The records
———

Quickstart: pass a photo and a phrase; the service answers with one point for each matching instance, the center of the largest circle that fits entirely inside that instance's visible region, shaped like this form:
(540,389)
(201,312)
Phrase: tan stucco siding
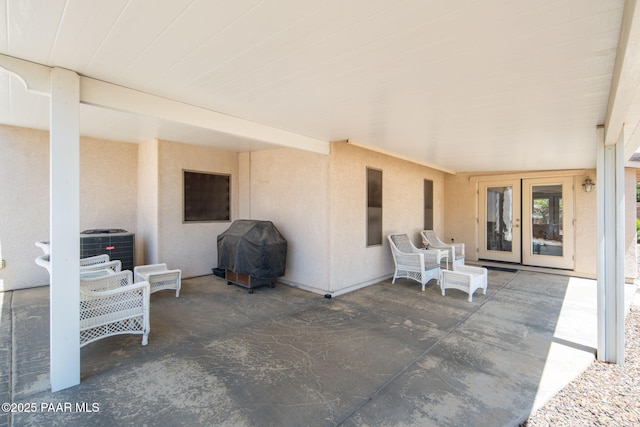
(108,192)
(290,188)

———

Instructions for the task
Could you arrange all of the lines above as a numbered list, skipping any blank lines and leaving the pictures out?

Worked solution
1. Quickstart: pass a photo and a phrase; the service answers with one point for each matching instance, the center of the largest circle that fits entirely inside that instance's visible region, shaped like this form:
2. (540,389)
3. (201,312)
4. Phrase: tan stucco siding
5. (108,192)
6. (290,188)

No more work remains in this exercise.